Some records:
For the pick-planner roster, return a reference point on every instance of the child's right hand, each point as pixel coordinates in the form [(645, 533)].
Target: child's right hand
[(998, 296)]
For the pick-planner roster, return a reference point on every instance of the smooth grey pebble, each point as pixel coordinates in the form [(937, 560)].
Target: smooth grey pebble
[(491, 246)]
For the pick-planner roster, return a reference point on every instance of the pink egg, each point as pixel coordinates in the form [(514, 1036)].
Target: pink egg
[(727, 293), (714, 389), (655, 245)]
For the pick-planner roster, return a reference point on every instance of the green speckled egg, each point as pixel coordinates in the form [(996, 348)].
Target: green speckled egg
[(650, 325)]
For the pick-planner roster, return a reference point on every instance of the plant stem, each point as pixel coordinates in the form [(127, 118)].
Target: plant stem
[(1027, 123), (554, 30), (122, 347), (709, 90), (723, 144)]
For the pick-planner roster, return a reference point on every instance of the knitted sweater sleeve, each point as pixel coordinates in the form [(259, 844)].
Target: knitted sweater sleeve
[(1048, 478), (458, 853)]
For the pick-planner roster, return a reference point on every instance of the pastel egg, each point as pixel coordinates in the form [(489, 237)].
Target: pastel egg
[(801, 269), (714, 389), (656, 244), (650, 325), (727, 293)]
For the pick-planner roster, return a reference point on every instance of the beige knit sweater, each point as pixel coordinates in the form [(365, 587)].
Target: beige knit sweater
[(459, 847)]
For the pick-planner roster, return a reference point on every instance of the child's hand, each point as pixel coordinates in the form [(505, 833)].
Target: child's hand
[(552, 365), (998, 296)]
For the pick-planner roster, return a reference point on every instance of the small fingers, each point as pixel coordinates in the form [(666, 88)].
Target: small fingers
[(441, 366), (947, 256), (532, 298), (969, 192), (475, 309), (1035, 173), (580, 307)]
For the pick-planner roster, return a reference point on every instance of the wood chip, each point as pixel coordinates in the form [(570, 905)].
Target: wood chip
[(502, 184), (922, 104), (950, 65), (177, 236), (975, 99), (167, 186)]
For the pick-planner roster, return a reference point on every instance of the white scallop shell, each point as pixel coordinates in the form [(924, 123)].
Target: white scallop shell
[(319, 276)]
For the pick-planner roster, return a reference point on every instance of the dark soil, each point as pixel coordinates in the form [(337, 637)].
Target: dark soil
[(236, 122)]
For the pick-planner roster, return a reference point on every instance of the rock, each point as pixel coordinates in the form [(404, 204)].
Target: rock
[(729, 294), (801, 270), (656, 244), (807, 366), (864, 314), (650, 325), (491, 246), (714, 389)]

[Written request] Rewrite the material, replacing every occurrence of "pick-planner roster" with "grasp-planner log" and leaving everything else unchanged.

[Exercise answer]
For the grasp-planner log, return a reference point on every instance of the child's right hand, each point as pixel coordinates in the form [(645, 533)].
Target: child's right hand
[(998, 296)]
For the grasp-planner log, return a reference point on every instance of the smooth grey pebble, each point as pixel coordinates in the form [(937, 560)].
Target: smooth grey pebble
[(491, 246)]
For the grasp-planner log, return a reference point on every instance of the pink egg, each point as pixel coordinates in the form [(514, 1036)].
Target: pink egg
[(727, 293), (714, 389), (655, 245)]
For the grasp-planner log, return a reference point on every instance of the green speckled egg, each point as pixel coordinates in the form [(996, 348)].
Target: green speckled egg
[(650, 325)]
For the grasp-planner log, return a reference point on every instance of the plant stem, each point as pixel coordinates in the form [(127, 118)].
Target: plant stem
[(1027, 123), (554, 30), (122, 347), (709, 90), (723, 144)]
For the grasp-planner log, return a reference point on every instance of the knitted sweater sleeve, each point as pixel coordinates in the form [(259, 844)].
Target: knitted sweater sleeve
[(1048, 478), (458, 853)]
For the grasp-planner log, return a reference point on every instance of the pastel egg, each point as pixel coordinates in the form [(489, 237)].
Target: pastel egg
[(801, 269), (714, 389), (656, 244), (650, 325), (727, 293)]
For the grasp-planner log, return a reference point on every instance of the beige knit sweater, each point as pixel coordinates in the form [(365, 587)].
Target: beige knit sweater
[(459, 847)]
For the grasp-planner log, return a reference point on every instance of the child's hand, each point as pixel coordinates in the form [(505, 833)].
Target: child's hand
[(552, 365), (998, 296)]
For the grasp-planner log, return a reference point on every instance of the small fingers, each point as pixel coordinates in the form [(666, 88)].
Target: small fingers
[(441, 366), (947, 256), (532, 298), (969, 192), (475, 309), (1035, 173), (580, 307)]
For the grasp-planner log, return a reference point on every instance of the wood chip, each point as pixel coordinates in the form [(570, 905)].
Target: wood chip
[(502, 184), (922, 104), (950, 65), (177, 236), (975, 99), (167, 186)]
For the grasp-planner log, return a reference point on every instance of the white scallop shell, each point as pixel coordinates in the form [(924, 123)].
Target: white scallop shell
[(319, 276)]
For the grasp-planner log, return a reference point on every instance of the dark soil, each point as pixel coordinates in the form [(337, 637)].
Target: dark soil
[(236, 122)]
For the grasp-planner log, return a reference point on every instance of the rock, each point as pixel coordinates in the form [(404, 204)].
Target: rock
[(729, 294), (801, 270), (656, 244), (807, 366), (864, 314), (650, 325), (491, 246), (714, 389)]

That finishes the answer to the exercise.